■ **Fragmento seleccionado**
________________

Diosito mío, tierra trágame, que me he pasado la noche en Miño cuando podría estar perfectamente en mi cama, en mi casa, en mi pueblo.
"No", le digo.
"Pues, filliña, lo tienes en el cartel de la gasolinera puesto"...

Esta historia se me quedó, como es lógico, pegada al cerebelo. No solo por la aventura, que ya de por sí es tela marinera, sino porque demostraba lo "carajota" que podía llegar a ser. Despistada, es poco. Yo en mi mundo, a mi ritmo, como diría mi ahijada Martina.

Pues bien, al siguiente verano, de nuevo mi hermana, hermano, y churumbeles, pasaban sus días en la localidad de Ortigueira. 
"La maína", obviamente, tenía que ir a ver a parte de su querida familia. Estamos, como he mencionado, a hora y cuarto. ¿Qué puede pasar?
Esta vez una servidora se despierta tempranito, coge su coche, el pitufillo (un toyota inglés, sí, inglés, azul metálico), va al bazar a comprar algunas cosas para los niños, y comienza su feliz viaje.
Como la Pau no es tonta (ya comprobaremos que sí, lo es), y no tropieza dos veces con la misma piedra (veremos cómo puede escoñarse con el mismo trozo de granito cinco veces seguidas), decide llenar el depósito porque no le va a pasar lo mismo que el año pasado. No, señor.
Así que, nada más salir de Coruña, para en la primera gasolinera que ve.
Cuando llega, no hay ni un coche, ni una moto, ni un camión. Pero a ella le gusta ir contracorriente y se dice, "bueno, será la hora" (por ejemplo). 
Y aquí llega el momentazo.
El antes y después.
La Pau se pone delante de los surtidores y lee de izquierda a derecha "diesel, 98, 95, gasóleo". 
Su razonamiento fue el siguiente: "si diésel está a un extremo, la gasolina estará en el otro extremo. Y los dos de en medio serán gasolinas más caras". Pau, que está más pelada que una rata de cloaca, cogió la manguera de "gasóleo" y llenó, con todo su papo, el pitufillo.
Al entrar para pagar, el dependiente y un señor con un tinto en la mano (recordemos, eran las 10:30 de la mañana aproximadamente...la cosa olía mal desde el principio), dejan de hablar y me observan mientras pago el fuel.

________________

■ **Líneas proporcionadas**
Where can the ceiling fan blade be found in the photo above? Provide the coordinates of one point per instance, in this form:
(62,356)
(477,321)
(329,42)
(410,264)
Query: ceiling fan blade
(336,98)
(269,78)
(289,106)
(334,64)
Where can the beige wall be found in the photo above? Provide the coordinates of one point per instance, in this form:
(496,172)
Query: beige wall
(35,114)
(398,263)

________________

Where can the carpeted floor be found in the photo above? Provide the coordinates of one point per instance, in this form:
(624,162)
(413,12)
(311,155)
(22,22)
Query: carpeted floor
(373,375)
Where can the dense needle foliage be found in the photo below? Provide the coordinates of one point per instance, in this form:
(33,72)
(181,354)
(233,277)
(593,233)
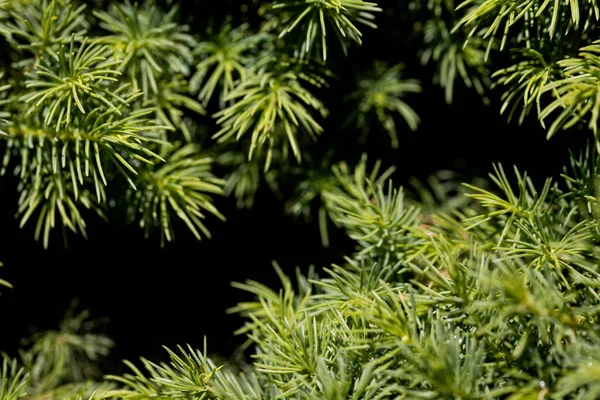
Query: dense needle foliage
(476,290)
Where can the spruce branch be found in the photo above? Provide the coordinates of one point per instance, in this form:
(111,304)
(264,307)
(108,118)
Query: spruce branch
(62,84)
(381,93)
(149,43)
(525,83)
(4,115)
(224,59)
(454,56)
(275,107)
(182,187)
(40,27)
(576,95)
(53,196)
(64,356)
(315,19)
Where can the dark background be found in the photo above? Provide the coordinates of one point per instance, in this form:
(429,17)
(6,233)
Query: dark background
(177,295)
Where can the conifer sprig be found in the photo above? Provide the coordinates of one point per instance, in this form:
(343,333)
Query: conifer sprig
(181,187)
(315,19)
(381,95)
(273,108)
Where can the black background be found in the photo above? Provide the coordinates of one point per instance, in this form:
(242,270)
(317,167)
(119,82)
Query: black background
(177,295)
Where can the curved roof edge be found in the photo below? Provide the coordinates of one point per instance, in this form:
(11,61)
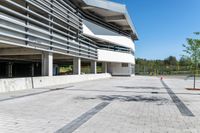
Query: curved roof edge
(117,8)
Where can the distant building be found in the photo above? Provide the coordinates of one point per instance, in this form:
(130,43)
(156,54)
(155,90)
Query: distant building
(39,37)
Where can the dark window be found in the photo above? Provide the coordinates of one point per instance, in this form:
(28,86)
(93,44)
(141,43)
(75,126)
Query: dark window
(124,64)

________________

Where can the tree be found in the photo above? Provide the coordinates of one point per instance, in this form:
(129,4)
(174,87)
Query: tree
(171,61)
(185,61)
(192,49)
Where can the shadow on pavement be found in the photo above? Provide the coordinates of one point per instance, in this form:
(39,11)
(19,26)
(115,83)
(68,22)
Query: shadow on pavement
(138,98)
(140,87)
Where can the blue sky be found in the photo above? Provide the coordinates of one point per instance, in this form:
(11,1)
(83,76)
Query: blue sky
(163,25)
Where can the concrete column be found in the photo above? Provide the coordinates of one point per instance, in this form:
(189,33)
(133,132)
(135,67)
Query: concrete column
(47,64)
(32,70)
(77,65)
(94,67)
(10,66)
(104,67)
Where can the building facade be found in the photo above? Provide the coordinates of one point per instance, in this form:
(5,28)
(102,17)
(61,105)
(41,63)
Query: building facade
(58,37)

________________

■ **Tarea a realizar**
Por favor, prolonga el relato de la gasolinera a partir de su última frase.

■ **Respuesta al ejercicio**
Me voy a mi pequeño coche. Lo arranco y salgo dirección a Ortigueira con la sensación de que era la ama del lugar. Mis regalitos para los niños, mi música a tope, ventanilla bajada y el depósito lleno.
Nada me iba a amargar este viaje.
Hasta que llegaron los ruidos....
Al principio suaves y distantes.
Pero una conoce su coche como la palma de su mano, y sabe que esos ruiditos no son normales.
A continuación llegan los "clic, clic" y los "pum, pum".
Ahí me acojono.
Intento meter quinta pero el coche me va más despacio.
Y ahí, en ese preciso instante me doy cuenta.
Virgen santa, que no le he echado gasolina...
Empiezo a "paniquear".
¿Ahora, dónde coño paro?
No hay más que viaductos y más viaductos. Y túneles a go gó.
Sigo, y sigo y sigo. Sigo lo que parecen siglos y siglos.
Hasta que de pronto, como si un haz de luz se posara en la señal y unos ángeles cantaran, leo, "Gasolinera Miño".
Paro en ella y entro en la tienda. Allí, la señora del año pasado me mira con curiosidad.
"¿Es gasóleo gasolina?", pregunto sin aliento.
"No, es diésel." Me responde aún mirándome como si quisiera ponerme en algún sitio en su cabeza.
Joder, joder, joder.
¿Y ahora qué hago?
Esta vez tengo batería en el móvil (no la vas a tener, si casi ni has salido de Coruña, so pava) y llamo a mi madre. Histérica. Descompuesta. Que se note bien que tengo 45 tacos como 45 soles.
Mi madre me calma enseguida, y me dice que llame a una grúa a través del seguro de coche y que me recogerán en un tris. 
Efectivamente, a los 30 minutos casi exactos tengo a Manolo con su grúa que no hace más que chillarme...
-"¡Que dejes el coche en punto muerto!"
-"¡Que llames al seguro ya para que te llamen a un taxi, que si no te tarda una hora!"
-"¡Que necesito las llaves del coche, hija, que si no a ver qué hacemos!"
En uno de esas le digo que por favor no me grite. Él que se da cuenta que no ha hecho más que regañarme desde que llegó me mira y me dice, "es que soy tenor, tengo la voz muy alta, disculpa". Cierra la puerta de la grúa y se va.
Ya sin Manolo, espero al taxi que me lleva a casa. 
No son ni las 12.30.
"¿Qué hago?", le pregunto a mi madre al llegar. 
"Coge mi coche", me contesta.
Con dos pares.
Vamos, yo no me dejo a mi misma el coche ni de coña.
Pero ella sí.

Son las 12.40 y estoy en la autopista de camino (de nuevo) a Ortigueira, pasando (de nuevo) por los mismos lugares por los cuales acabo de conducir.
Pero llego a Ortigueira, y los abrazos y besos de mi gente me compensan todo el estrés.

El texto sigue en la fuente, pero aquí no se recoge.